__Provided passage__:
-=-=-=-=-

Brent Blair

Art in healthcare

ACT Together residency uses theatre to empower clinics to provide better patient care.

(Photo by Chris Shinn)

Astrid Heger, a professor at the Keck School of Medicine at USC, was looking for a way to teach empathy, kindness and caring that did not involve panels of talking heads or dreary online assignments. She was fed up with those. The answer, she discovered, was theatre.

“When people get up out of their chairs and are acting together, nobody in the audience is on their phones,” says Heger, a professor of clinical pediatrics, and the founder and executive director of the Violence Intervention Program at LAC+USC Medical Center. “They can see themselves in the situations being portrayed and you can have real learning. This way of learning should be driving us as a university.”

Four years ago, Heger had a dinner with Brent Blair, who directs the School’s Institute for Theatre & Social Change, that planted the seeds of a residency called ACT Together that debuted at two adult primary care clinics at LAC+USC in 2017. The staff of those clinics work with some of the nation’s most vulnerable patients, and often suffer from caretaker fatigue. The clinics see patients whose physical illnesses frequently coexist with mental illnesses and addictions, and poverty often complicates their ability to follow medical recommendations.

Josh Banerjee, who was then the medical director for the clinics, had a fellowship from the California Health Care Foundation that came with a charge to develop an innovative solution to a health care problem. Banerjee knew the problem he wanted to tackle: medical providers at the clinics feeling powerless, voiceless and burned out.

-=-=-=-=-

__Records__:
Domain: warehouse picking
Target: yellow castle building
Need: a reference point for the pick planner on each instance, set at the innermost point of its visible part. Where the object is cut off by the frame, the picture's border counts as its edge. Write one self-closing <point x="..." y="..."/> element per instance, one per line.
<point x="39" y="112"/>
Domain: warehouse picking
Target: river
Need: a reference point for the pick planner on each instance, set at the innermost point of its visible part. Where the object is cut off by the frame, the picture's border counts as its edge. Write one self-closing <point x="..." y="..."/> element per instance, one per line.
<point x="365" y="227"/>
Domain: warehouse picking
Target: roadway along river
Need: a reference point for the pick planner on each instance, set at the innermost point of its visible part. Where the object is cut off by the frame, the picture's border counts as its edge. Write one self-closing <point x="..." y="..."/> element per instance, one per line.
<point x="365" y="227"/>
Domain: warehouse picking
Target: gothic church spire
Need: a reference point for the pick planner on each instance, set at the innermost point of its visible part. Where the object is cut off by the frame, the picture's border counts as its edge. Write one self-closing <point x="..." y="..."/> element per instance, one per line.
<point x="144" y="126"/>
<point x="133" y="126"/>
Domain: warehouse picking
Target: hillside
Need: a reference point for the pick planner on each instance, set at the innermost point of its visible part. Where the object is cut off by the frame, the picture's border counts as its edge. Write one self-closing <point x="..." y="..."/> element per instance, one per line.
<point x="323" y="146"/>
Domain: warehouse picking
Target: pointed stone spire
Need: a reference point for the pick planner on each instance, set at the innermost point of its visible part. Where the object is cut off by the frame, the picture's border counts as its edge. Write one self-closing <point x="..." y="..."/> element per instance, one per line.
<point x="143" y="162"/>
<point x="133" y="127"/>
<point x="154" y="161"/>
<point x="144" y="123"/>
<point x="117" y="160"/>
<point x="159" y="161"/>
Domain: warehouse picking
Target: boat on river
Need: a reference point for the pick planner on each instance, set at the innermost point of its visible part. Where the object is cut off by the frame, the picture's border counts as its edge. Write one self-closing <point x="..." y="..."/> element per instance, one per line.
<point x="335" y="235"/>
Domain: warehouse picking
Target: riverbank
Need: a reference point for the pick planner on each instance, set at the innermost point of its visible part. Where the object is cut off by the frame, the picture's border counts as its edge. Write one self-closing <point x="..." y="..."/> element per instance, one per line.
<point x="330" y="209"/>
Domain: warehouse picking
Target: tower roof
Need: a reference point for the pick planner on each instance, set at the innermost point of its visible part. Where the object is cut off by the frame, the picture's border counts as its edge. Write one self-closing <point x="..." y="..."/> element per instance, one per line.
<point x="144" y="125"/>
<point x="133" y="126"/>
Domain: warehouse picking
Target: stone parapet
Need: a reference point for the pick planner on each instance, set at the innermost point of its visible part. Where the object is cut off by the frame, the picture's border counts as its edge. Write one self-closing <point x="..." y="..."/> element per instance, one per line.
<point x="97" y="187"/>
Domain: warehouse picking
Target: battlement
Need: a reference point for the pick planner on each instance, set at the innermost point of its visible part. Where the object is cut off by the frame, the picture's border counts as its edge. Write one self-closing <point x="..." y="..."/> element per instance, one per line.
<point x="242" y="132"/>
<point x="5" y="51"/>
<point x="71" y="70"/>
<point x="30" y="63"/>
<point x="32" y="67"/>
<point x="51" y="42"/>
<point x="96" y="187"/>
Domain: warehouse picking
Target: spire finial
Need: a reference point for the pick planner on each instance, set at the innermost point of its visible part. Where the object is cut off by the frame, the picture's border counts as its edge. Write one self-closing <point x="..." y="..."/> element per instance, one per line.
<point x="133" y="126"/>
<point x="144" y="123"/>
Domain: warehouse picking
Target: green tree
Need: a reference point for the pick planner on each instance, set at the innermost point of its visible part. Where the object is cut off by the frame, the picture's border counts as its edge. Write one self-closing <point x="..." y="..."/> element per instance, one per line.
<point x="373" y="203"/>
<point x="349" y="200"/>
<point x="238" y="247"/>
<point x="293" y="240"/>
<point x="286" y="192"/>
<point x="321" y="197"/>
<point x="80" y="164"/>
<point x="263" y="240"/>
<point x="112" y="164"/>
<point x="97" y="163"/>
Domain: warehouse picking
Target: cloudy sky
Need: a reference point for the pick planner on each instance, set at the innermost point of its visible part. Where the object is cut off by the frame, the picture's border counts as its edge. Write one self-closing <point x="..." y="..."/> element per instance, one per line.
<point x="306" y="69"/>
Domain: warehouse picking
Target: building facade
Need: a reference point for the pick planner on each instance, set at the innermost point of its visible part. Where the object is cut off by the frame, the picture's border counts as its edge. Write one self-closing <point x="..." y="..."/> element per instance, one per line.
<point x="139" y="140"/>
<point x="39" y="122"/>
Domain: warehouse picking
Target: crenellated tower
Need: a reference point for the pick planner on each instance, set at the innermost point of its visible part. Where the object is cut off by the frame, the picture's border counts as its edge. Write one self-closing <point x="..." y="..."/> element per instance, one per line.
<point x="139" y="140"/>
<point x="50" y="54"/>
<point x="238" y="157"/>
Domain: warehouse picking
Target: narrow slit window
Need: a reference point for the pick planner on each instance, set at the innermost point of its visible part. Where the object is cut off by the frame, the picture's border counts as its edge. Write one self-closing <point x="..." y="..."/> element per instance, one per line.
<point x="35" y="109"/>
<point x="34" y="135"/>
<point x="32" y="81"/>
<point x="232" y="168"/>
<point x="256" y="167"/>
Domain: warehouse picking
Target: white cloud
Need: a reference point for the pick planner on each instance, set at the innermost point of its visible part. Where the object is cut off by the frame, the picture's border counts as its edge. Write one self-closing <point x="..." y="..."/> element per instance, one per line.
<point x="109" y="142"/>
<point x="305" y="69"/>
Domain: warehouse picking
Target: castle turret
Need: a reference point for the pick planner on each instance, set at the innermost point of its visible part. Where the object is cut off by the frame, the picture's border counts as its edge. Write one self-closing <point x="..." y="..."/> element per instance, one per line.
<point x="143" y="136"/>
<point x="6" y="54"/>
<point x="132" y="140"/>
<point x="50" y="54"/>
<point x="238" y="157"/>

-=-=-=-=-

__Exercise requirements__:
1. From the article on art in healthcare, return the passage starting with "(Photo by Chris" and going on through "discovered, was theatre.".
2. Answer these questions using the article on art in healthcare.
(a) In what year did ACT Together debut at the two adult primary care clinics at LAC+USC?
(b) Which organization awarded Josh Banerjee his fellowship?
(c) What program at LAC+USC Medical Center did Astrid Heger found?
Work only from the article on art in healthcare.

__Problem solutions__:
1.
(Photo by Chris Shinn)

Astrid Heger, a professor at the Keck School of Medicine at USC, was looking for a way to teach empathy, kindness and caring that did not involve panels of talking heads or dreary online assignments. She was fed up with those. The answer, she discovered, was theatre.

2.
(a) 2017
(b) The California Health Care Foundation
(c) The Violence Intervention Program